YOUR GOAL: From the entries, return every line where the string "sandy" shows up.

++++ DATASET RECORDS ++++

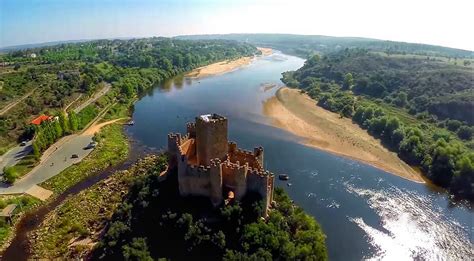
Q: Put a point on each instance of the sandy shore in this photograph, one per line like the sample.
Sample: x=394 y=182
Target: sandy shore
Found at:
x=325 y=130
x=225 y=66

++++

SOLUTION TO THIS TASK:
Q: Put a point on each instance of the sandy shore in this photograph, one per line like the sample.
Target: sandy shore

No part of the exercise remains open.